■ Detection examples

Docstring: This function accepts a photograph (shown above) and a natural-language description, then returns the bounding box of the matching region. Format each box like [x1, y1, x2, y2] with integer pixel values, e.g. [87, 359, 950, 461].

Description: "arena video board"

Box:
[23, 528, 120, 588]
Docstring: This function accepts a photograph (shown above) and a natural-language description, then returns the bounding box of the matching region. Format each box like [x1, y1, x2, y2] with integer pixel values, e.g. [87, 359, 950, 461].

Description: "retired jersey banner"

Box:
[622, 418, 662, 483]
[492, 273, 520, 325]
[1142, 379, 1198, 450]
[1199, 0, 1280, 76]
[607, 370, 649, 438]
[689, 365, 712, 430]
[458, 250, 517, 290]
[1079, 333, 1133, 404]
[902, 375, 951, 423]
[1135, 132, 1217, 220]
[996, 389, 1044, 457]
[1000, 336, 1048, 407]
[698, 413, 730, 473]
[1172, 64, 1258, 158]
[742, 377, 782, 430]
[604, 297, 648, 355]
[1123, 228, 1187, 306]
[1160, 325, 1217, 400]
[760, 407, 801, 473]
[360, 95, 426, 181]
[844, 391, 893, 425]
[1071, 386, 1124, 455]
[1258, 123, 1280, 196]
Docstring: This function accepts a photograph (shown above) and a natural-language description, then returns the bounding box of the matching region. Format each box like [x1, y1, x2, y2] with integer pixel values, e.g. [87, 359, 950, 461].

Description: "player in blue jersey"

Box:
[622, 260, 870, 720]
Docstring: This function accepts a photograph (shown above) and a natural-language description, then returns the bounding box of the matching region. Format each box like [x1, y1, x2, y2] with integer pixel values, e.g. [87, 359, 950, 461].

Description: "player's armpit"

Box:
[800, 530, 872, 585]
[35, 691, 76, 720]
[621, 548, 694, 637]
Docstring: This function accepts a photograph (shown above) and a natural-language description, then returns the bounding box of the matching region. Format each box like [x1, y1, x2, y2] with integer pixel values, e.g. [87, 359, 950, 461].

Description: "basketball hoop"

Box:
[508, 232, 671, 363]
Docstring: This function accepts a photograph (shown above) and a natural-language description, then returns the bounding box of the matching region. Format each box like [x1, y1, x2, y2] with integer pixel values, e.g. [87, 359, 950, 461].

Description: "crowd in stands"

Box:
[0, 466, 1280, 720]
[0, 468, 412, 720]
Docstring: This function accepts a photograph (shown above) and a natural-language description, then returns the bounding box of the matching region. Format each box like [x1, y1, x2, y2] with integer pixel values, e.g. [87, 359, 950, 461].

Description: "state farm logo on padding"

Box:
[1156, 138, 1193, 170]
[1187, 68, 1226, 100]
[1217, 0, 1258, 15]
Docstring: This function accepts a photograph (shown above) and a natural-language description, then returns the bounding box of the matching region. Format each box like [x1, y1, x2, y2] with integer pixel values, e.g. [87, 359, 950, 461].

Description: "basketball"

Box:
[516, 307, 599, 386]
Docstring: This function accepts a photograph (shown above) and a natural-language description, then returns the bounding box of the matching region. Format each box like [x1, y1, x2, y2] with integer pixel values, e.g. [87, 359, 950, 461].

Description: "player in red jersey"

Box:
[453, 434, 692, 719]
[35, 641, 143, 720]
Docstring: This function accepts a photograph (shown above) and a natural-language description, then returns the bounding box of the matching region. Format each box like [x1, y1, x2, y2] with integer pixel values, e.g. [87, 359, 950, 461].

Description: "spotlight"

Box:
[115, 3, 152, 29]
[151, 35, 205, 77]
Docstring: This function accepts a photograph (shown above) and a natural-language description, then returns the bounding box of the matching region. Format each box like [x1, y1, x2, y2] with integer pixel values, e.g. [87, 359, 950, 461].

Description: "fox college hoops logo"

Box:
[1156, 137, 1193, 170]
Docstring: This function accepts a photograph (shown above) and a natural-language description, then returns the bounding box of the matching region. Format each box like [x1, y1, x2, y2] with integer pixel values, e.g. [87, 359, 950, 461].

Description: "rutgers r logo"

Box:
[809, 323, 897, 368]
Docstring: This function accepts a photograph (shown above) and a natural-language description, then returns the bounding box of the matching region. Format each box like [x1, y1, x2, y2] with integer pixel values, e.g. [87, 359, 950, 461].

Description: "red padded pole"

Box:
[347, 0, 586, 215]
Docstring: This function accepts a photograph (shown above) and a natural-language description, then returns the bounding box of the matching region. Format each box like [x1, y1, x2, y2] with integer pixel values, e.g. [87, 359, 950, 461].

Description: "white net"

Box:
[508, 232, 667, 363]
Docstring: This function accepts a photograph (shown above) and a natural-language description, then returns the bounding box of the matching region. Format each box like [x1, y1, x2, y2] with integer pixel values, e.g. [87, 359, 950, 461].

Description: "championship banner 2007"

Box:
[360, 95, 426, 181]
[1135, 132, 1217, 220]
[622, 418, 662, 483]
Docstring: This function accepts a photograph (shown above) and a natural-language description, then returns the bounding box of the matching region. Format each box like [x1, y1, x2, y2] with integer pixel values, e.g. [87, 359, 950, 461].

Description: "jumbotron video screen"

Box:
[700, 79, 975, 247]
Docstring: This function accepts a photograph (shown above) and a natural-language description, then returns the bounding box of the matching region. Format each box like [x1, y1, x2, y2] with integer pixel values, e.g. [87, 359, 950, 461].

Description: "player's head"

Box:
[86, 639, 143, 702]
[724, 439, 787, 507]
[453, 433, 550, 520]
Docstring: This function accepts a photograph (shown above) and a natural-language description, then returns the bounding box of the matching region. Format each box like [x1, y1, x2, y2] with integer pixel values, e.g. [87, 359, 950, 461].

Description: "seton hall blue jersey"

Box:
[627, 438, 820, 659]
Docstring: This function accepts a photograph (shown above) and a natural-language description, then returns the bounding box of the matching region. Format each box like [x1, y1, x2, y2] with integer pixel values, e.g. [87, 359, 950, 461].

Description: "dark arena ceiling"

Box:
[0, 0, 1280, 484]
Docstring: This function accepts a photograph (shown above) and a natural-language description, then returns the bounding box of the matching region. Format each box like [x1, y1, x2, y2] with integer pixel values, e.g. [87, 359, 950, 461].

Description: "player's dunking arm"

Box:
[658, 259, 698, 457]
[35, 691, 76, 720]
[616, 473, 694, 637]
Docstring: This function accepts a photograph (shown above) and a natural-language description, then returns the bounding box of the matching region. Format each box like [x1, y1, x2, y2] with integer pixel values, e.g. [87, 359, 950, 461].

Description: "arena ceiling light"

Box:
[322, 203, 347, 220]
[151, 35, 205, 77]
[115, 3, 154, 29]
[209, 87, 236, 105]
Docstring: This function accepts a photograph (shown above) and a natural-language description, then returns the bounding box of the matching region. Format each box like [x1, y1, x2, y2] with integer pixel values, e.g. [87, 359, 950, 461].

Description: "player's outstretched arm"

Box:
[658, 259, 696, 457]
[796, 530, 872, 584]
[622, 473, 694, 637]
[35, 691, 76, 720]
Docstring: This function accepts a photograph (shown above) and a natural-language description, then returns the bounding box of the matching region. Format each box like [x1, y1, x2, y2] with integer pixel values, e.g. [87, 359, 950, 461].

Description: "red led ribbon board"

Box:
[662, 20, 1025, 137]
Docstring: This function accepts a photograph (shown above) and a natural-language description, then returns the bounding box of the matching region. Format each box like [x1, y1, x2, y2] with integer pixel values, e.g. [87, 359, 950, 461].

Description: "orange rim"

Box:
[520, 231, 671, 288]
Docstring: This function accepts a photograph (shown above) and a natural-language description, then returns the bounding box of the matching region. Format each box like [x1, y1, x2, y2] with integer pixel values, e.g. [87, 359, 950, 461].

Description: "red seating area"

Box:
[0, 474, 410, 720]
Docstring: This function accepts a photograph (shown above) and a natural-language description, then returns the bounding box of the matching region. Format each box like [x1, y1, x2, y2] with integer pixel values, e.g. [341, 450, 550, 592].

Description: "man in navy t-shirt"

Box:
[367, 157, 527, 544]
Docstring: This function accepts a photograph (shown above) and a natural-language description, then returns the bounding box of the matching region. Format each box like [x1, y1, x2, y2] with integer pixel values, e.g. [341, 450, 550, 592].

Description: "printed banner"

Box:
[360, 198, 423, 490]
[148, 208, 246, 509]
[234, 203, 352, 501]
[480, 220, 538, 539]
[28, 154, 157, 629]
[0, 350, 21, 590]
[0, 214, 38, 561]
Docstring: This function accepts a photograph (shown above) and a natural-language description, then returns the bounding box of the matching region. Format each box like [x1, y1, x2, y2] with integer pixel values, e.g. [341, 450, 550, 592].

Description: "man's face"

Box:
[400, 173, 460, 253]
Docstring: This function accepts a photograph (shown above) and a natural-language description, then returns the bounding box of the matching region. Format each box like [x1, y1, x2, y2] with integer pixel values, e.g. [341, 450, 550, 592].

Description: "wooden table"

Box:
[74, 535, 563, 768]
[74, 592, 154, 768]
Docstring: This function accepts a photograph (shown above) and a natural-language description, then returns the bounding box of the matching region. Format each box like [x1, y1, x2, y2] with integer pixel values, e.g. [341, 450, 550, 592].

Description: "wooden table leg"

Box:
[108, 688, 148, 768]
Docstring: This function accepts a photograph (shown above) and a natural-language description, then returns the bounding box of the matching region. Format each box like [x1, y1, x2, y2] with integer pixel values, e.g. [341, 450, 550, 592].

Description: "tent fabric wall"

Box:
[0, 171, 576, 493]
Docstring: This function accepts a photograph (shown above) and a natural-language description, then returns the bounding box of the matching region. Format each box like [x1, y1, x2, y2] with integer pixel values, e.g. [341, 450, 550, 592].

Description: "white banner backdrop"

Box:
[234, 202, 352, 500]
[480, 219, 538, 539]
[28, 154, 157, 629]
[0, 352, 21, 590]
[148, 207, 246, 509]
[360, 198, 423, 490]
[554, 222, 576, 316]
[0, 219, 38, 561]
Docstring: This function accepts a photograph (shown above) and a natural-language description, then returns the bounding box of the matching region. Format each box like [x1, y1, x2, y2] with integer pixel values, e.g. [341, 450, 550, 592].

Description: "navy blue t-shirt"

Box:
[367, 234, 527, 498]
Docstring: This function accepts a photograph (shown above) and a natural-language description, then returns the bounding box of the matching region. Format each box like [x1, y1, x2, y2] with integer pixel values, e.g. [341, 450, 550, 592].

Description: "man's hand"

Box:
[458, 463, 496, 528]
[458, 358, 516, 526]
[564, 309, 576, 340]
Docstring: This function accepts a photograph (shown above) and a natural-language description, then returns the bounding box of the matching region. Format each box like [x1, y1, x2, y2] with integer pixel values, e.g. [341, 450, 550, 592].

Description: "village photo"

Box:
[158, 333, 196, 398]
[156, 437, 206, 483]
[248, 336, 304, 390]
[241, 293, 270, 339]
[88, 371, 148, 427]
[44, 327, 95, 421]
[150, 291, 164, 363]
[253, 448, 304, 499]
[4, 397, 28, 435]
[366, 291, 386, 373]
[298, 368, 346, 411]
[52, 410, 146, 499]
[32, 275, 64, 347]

■ WHAT YOU WILL DO
Return each line from the items above that contains the word "table", copied in full.

■ ANSWER FOR THE TASK
Description: "wooden table"
Description: "wooden table leg"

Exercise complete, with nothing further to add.